TASK REQUIREMENTS –
Write out exactly the lines that run from the one containing "box: [634, 883, 752, 1062]" to the end of the entries below, with both end lines included.

(DATA PROVIDED begins)

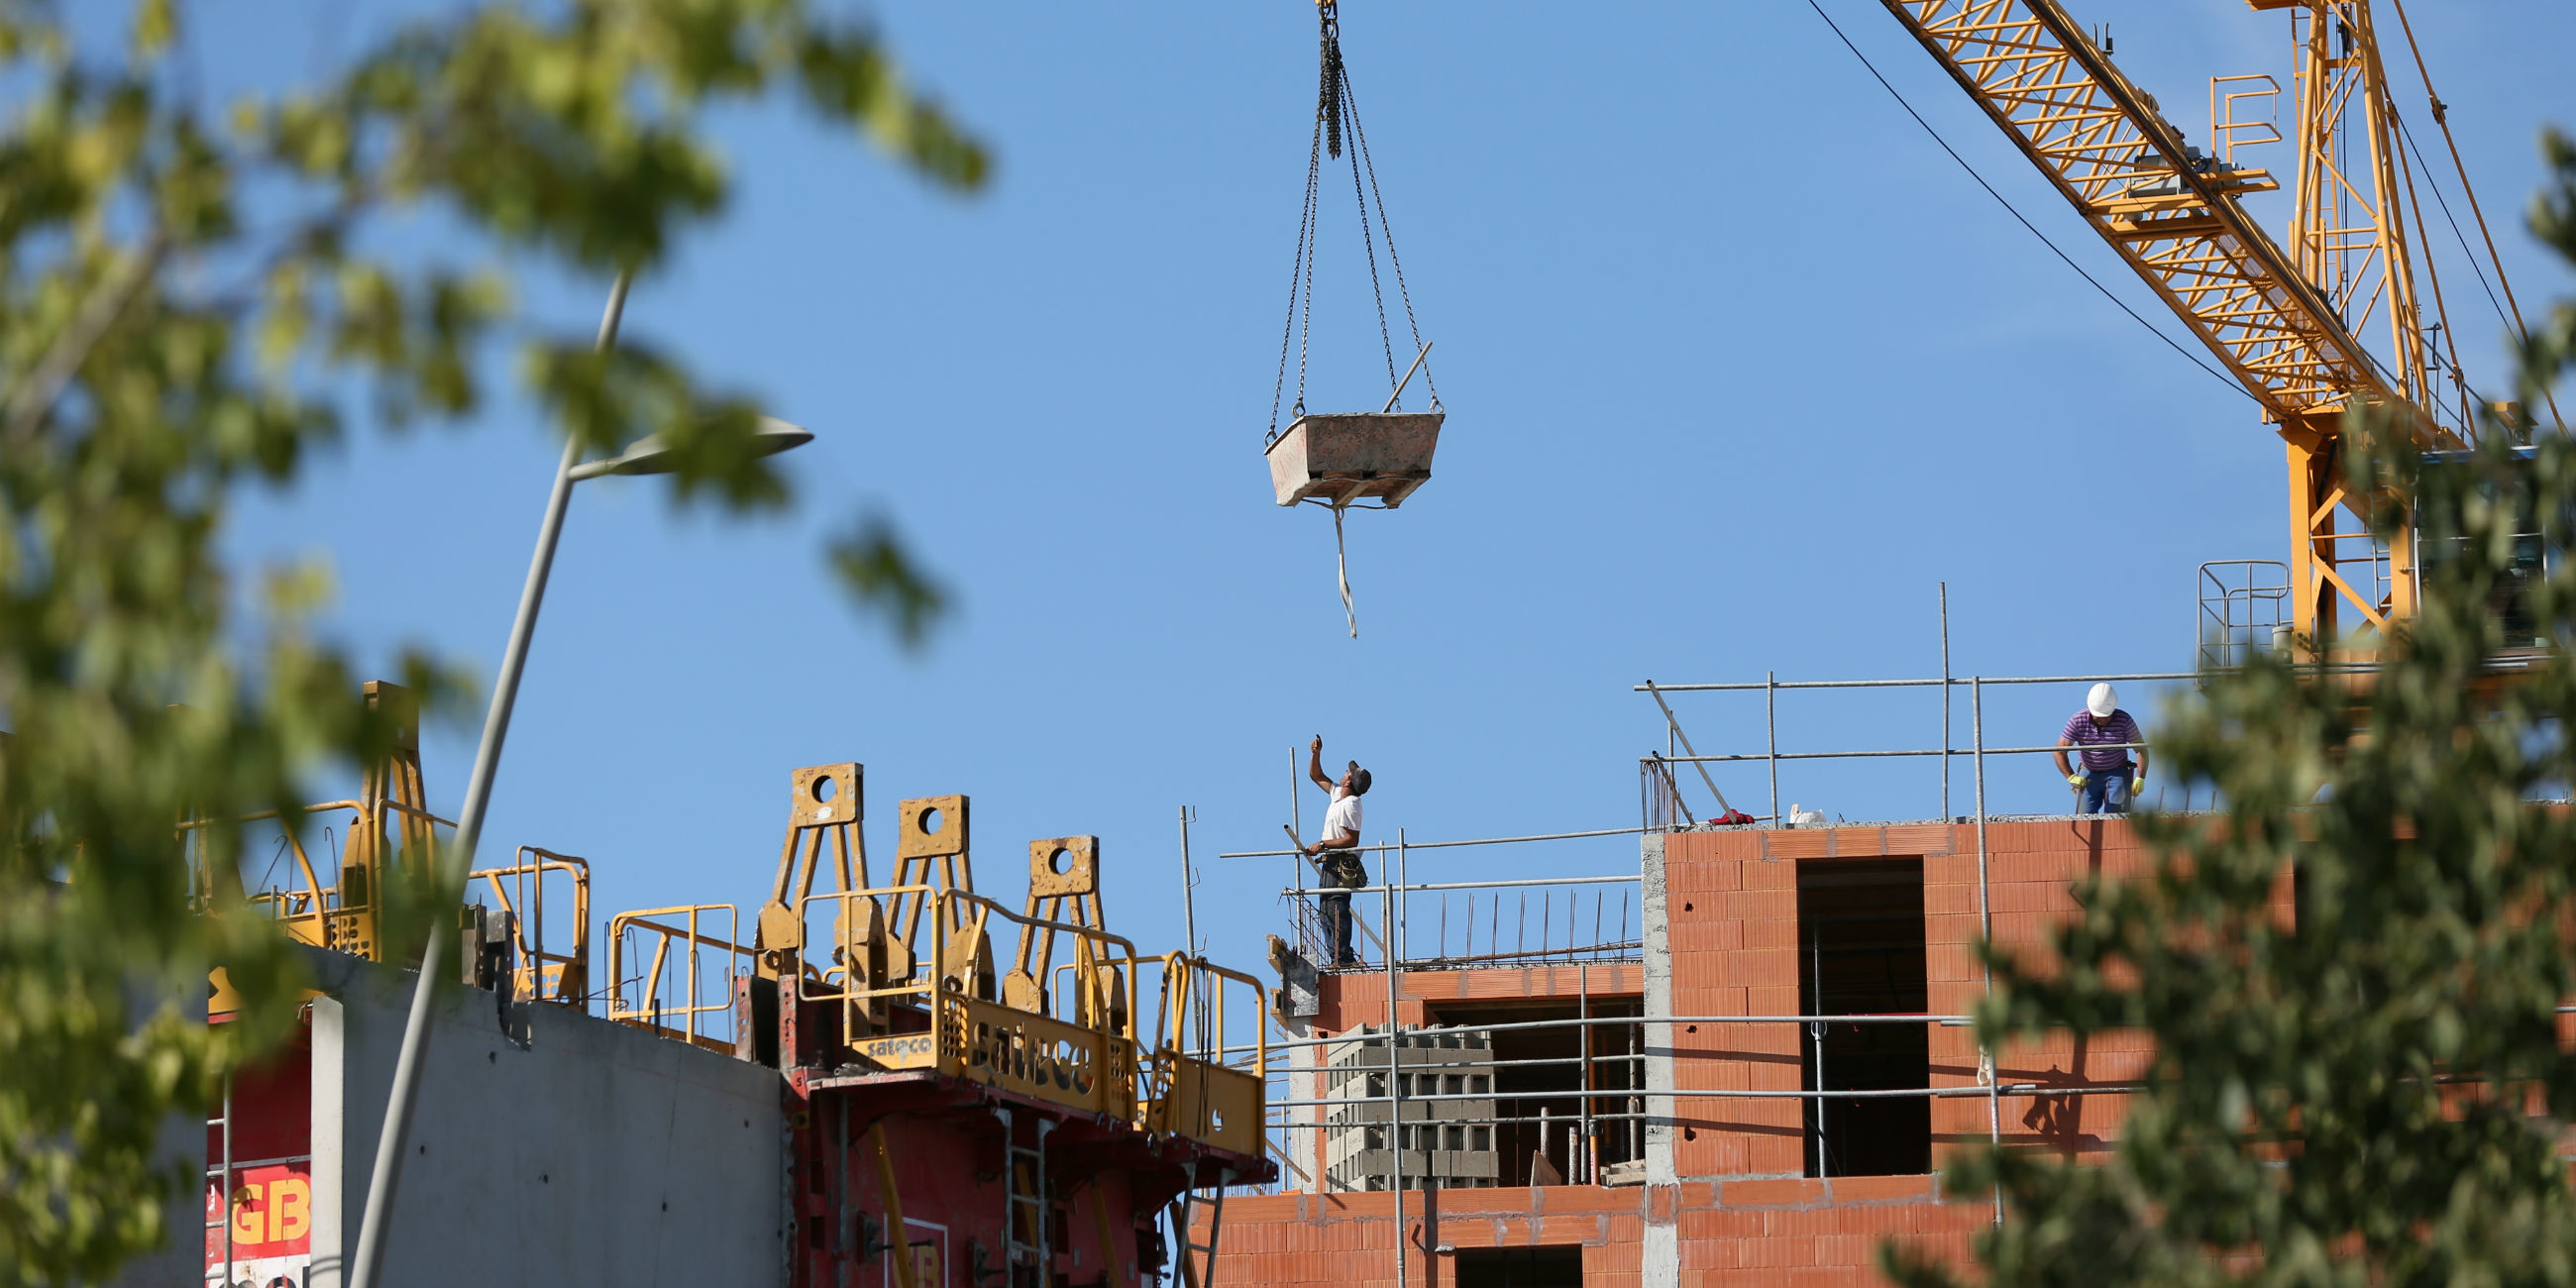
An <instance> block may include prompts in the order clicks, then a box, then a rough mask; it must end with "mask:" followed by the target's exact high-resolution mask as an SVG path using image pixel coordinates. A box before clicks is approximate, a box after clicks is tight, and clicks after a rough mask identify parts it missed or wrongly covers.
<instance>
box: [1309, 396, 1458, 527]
mask: <svg viewBox="0 0 2576 1288" xmlns="http://www.w3.org/2000/svg"><path fill="white" fill-rule="evenodd" d="M1443 420H1448V412H1342V415H1327V412H1306V415H1301V417H1296V422H1293V425H1288V433H1283V435H1278V438H1275V440H1273V443H1270V448H1267V456H1270V487H1273V489H1275V492H1278V500H1280V505H1296V502H1301V500H1314V502H1321V505H1334V507H1340V505H1350V502H1355V500H1376V502H1383V505H1386V507H1388V510H1394V507H1399V505H1404V497H1412V495H1414V489H1417V487H1422V484H1425V482H1430V477H1432V448H1437V446H1440V422H1443Z"/></svg>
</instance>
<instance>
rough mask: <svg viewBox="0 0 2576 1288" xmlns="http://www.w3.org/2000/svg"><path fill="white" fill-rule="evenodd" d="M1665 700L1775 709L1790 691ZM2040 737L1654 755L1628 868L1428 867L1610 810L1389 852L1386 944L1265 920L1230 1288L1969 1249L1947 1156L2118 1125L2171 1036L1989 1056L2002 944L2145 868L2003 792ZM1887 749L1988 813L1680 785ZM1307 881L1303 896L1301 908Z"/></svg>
mask: <svg viewBox="0 0 2576 1288" xmlns="http://www.w3.org/2000/svg"><path fill="white" fill-rule="evenodd" d="M2184 677H2187V675H2161V677H2148V675H2130V677H2123V680H2184ZM2092 680H2094V677H2009V680H1919V683H1914V685H1924V688H1935V685H1937V688H1940V690H1960V696H1963V698H1965V696H1968V690H1971V688H1976V690H1978V696H1976V706H1978V708H1981V706H1984V703H1981V698H1984V696H1986V693H1991V685H2014V688H2020V690H2025V693H2030V685H2040V693H2056V690H2061V688H2074V690H2076V693H2081V688H2084V685H2087V683H2092ZM1873 685H1886V683H1873ZM1646 688H1651V690H1654V693H1656V698H1662V696H1667V693H1677V690H1713V688H1749V690H1770V693H1767V701H1777V696H1780V690H1783V688H1788V685H1777V683H1757V685H1646ZM1795 688H1801V690H1806V688H1839V685H1832V683H1803V685H1795ZM1667 711H1669V708H1667ZM1672 729H1674V734H1677V732H1680V724H1677V721H1674V724H1672ZM2048 750H2053V747H1989V744H1986V742H1984V729H1978V732H1976V737H1971V739H1963V744H1960V747H1919V750H1911V747H1909V750H1891V747H1870V750H1847V752H1795V755H1790V752H1777V750H1765V752H1741V755H1690V752H1682V755H1654V757H1646V760H1643V762H1641V783H1643V806H1646V809H1643V814H1646V817H1643V819H1641V827H1633V829H1625V832H1620V835H1628V837H1638V860H1636V871H1633V873H1584V876H1561V878H1528V881H1406V868H1409V866H1412V863H1409V860H1412V858H1417V850H1419V853H1422V855H1419V858H1432V855H1435V853H1440V850H1450V848H1476V850H1481V848H1497V845H1499V848H1522V845H1528V848H1548V845H1556V842H1569V840H1587V842H1589V845H1600V842H1597V840H1589V837H1602V832H1571V835H1553V837H1502V840H1471V842H1409V840H1399V842H1386V845H1370V848H1368V850H1370V855H1373V858H1376V860H1378V863H1376V866H1378V881H1376V884H1373V886H1368V889H1363V891H1358V902H1360V904H1363V907H1368V909H1370V912H1365V914H1363V925H1360V945H1363V948H1365V956H1368V961H1365V963H1360V966H1345V969H1316V966H1314V963H1316V961H1329V956H1327V953H1324V945H1321V933H1319V927H1316V922H1314V914H1311V912H1306V914H1303V917H1301V927H1298V933H1296V935H1291V938H1280V940H1275V943H1273V963H1275V966H1278V974H1280V987H1278V992H1275V994H1273V1005H1275V1023H1278V1033H1275V1036H1273V1038H1270V1043H1267V1046H1270V1069H1273V1097H1270V1108H1273V1121H1270V1141H1273V1151H1275V1154H1278V1159H1280V1162H1283V1182H1280V1185H1278V1188H1275V1190H1273V1193H1260V1195H1236V1198H1231V1200H1229V1203H1226V1218H1224V1226H1221V1229H1200V1231H1198V1239H1200V1242H1206V1239H1208V1236H1216V1239H1218V1255H1216V1275H1218V1280H1221V1283H1260V1285H1316V1288H1321V1285H1347V1283H1399V1275H1401V1283H1409V1285H1412V1283H1419V1285H1448V1283H1455V1285H1512V1288H1525V1285H1535V1288H1556V1285H1564V1288H1577V1285H1610V1283H1631V1285H1633V1283H1646V1285H1669V1283H1798V1285H1860V1283H1878V1244H1880V1242H1886V1239H1888V1236H1899V1239H1909V1242H1917V1244H1924V1247H1935V1249H1942V1252H1950V1255H1958V1257H1965V1249H1968V1236H1971V1234H1973V1231H1976V1229H1978V1226H1984V1224H1989V1221H1994V1218H1996V1213H1994V1208H1991V1206H1989V1203H1976V1200H1968V1203H1960V1200H1958V1195H1945V1193H1942V1190H1940V1180H1937V1175H1935V1172H1937V1170H1940V1167H1942V1162H1945V1157H1947V1154H1953V1151H1955V1149H1963V1146H1973V1149H1981V1146H1989V1144H2004V1146H2030V1149H2048V1151H2056V1154H2066V1157H2084V1154H2094V1151H2102V1149H2107V1141H2110V1139H2112V1136H2115V1133H2117V1128H2120V1115H2123V1103H2125V1095H2123V1092H2125V1087H2130V1084H2133V1082H2136V1077H2138V1074H2141V1072H2143V1061H2146V1054H2148V1051H2146V1048H2143V1046H2136V1043H2120V1041H2105V1038H2092V1041H2071V1038H2058V1041H2043V1043H2012V1046H2004V1048H2002V1051H1984V1048H1981V1046H1978V1043H1976V1038H1973V1030H1971V1028H1968V1012H1971V1010H1973V1005H1976V999H1978V997H1981V992H1984V989H1986V976H1984V971H1981V966H1978V958H1976V943H1978V940H1986V938H1991V940H1994V943H1999V945H2014V948H2030V945H2038V943H2040V935H2043V930H2045V927H2048V925H2050V922H2056V920H2063V917H2069V914H2074V912H2076V904H2074V899H2071V884H2074V881H2076V878H2084V876H2123V873H2130V871H2141V868H2143V853H2141V848H2138V842H2136V835H2133V832H2130V824H2128V819H2123V817H2102V814H2092V817H2079V814H2056V817H2030V814H2020V817H2002V814H1986V809H1984V799H1986V793H1984V781H1986V773H1989V768H1991V765H2012V762H2022V765H2027V760H2025V757H2030V755H2040V752H2048ZM1891 752H1896V755H1927V757H1940V760H1942V762H1945V765H1947V762H1950V760H1960V762H1963V768H1965V770H1968V773H1965V778H1971V781H1973V783H1963V786H1968V788H1971V791H1973V801H1976V806H1973V809H1971V811H1965V814H1958V817H1942V819H1924V822H1886V824H1806V827H1772V824H1770V819H1757V822H1752V824H1703V822H1692V819H1690V817H1687V814H1690V809H1687V801H1685V793H1682V791H1680V781H1682V775H1692V770H1698V768H1705V765H1710V762H1752V765H1762V768H1767V770H1770V775H1772V781H1777V773H1780V762H1783V760H1790V762H1795V760H1821V757H1883V755H1891ZM1772 814H1783V811H1780V806H1777V804H1772ZM1285 855H1288V853H1285V850H1278V853H1244V855H1229V858H1247V860H1260V858H1285ZM1319 894H1324V891H1321V889H1314V886H1298V889H1293V891H1291V899H1296V902H1298V907H1301V909H1303V904H1306V902H1309V899H1314V896H1319ZM2287 896H2290V891H2287V884H2285V886H2282V891H2280V899H2282V902H2287ZM1388 1025H1394V1048H1388ZM1388 1123H1394V1131H1388Z"/></svg>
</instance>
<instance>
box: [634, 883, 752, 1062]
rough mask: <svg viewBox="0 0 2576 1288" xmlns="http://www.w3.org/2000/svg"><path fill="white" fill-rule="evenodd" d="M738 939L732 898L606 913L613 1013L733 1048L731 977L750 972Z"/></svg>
mask: <svg viewBox="0 0 2576 1288" xmlns="http://www.w3.org/2000/svg"><path fill="white" fill-rule="evenodd" d="M719 920H721V930H724V933H721V935H719V933H716V927H719ZM739 940H742V912H739V909H737V907H734V904H675V907H647V909H636V912H618V914H616V917H611V920H608V979H611V987H608V1020H613V1023H621V1025H631V1028H644V1030H652V1033H659V1036H665V1038H675V1041H685V1043H690V1046H703V1048H708V1051H726V1054H732V1051H734V1046H737V1033H734V979H742V976H750V974H752V948H750V945H744V943H739ZM629 971H631V974H629Z"/></svg>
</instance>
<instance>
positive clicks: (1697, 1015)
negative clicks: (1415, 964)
mask: <svg viewBox="0 0 2576 1288" xmlns="http://www.w3.org/2000/svg"><path fill="white" fill-rule="evenodd" d="M1973 1020H1976V1018H1973V1015H1595V1018H1592V1020H1574V1018H1566V1020H1515V1023H1507V1025H1448V1028H1430V1025H1419V1028H1414V1036H1417V1038H1445V1036H1453V1033H1455V1036H1476V1033H1515V1030H1535V1028H1584V1025H1806V1023H1829V1025H1942V1028H1965V1025H1968V1023H1973ZM1352 1041H1358V1038H1347V1036H1342V1038H1288V1041H1275V1043H1270V1051H1288V1048H1296V1046H1337V1043H1352ZM1242 1051H1257V1048H1255V1046H1229V1048H1226V1051H1224V1054H1229V1056H1234V1054H1242ZM1656 1095H1662V1092H1656Z"/></svg>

(DATA PROVIDED ends)

WRITTEN RESPONSE –
box: [634, 883, 752, 1062]
rough mask: <svg viewBox="0 0 2576 1288" xmlns="http://www.w3.org/2000/svg"><path fill="white" fill-rule="evenodd" d="M738 939L732 898L606 913L613 1013L733 1048L731 977L750 972Z"/></svg>
mask: <svg viewBox="0 0 2576 1288" xmlns="http://www.w3.org/2000/svg"><path fill="white" fill-rule="evenodd" d="M719 920H721V930H724V933H721V935H719V933H716V927H719ZM739 940H742V912H739V909H737V907H734V904H675V907H647V909H636V912H618V914H616V917H611V920H608V979H611V987H608V1020H613V1023H621V1025H631V1028H644V1030H652V1033H659V1036H665V1038H675V1041H685V1043H690V1046H703V1048H708V1051H726V1054H732V1051H734V1046H737V1033H734V979H742V976H750V974H752V948H750V945H744V943H739ZM629 971H631V974H629Z"/></svg>
</instance>
<instance>
positive clicks: (1697, 1015)
negative clicks: (1415, 964)
mask: <svg viewBox="0 0 2576 1288" xmlns="http://www.w3.org/2000/svg"><path fill="white" fill-rule="evenodd" d="M1973 1020H1976V1018H1973V1015H1595V1018H1592V1020H1574V1018H1566V1020H1515V1023H1507V1025H1448V1028H1430V1025H1419V1028H1414V1036H1417V1038H1445V1036H1453V1033H1455V1036H1476V1033H1515V1030H1535V1028H1584V1025H1806V1023H1829V1025H1942V1028H1965V1025H1968V1023H1973ZM1352 1041H1358V1038H1347V1036H1342V1038H1288V1041H1275V1043H1270V1051H1288V1048H1296V1046H1337V1043H1352ZM1242 1051H1257V1048H1255V1046H1229V1048H1226V1051H1224V1054H1229V1056H1234V1054H1242ZM1656 1095H1662V1092H1656Z"/></svg>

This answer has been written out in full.